* EXERCISE BRIEF
Pick out every line of the listing below that contains the word "column" and copy each such line in full. Treat the match as case-sensitive.

* MATERIAL SUPPLIED

========================================

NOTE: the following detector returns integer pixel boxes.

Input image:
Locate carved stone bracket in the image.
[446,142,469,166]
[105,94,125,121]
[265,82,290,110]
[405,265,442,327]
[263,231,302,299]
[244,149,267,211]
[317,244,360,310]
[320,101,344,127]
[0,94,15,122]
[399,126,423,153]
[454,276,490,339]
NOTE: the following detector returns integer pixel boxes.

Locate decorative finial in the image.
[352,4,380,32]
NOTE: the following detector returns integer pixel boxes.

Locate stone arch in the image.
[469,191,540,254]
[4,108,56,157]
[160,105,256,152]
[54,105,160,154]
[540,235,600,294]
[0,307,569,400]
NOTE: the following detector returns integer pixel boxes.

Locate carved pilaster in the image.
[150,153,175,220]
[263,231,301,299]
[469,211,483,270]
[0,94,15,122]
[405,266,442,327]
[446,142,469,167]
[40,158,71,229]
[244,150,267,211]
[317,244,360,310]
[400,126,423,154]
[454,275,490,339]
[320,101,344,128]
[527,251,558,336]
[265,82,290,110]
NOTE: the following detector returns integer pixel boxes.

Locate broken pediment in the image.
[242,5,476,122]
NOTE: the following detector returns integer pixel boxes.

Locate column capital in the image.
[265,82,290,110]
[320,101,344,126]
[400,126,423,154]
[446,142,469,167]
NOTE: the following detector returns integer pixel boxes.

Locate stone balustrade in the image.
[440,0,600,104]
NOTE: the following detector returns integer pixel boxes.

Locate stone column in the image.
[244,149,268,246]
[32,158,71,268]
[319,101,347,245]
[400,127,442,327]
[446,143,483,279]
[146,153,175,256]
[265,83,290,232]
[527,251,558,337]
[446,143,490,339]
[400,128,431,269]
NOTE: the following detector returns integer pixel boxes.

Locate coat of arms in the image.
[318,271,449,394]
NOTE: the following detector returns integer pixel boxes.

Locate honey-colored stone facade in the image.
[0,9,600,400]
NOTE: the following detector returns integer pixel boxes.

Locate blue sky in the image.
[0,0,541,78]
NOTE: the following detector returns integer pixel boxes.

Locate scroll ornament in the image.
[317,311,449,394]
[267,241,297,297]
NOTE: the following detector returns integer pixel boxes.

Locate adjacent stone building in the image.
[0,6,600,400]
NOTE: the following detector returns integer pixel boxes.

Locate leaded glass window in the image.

========================================

* RESULT FOR THIS TASK
Locate column capital in the image.
Locate stone column in the image.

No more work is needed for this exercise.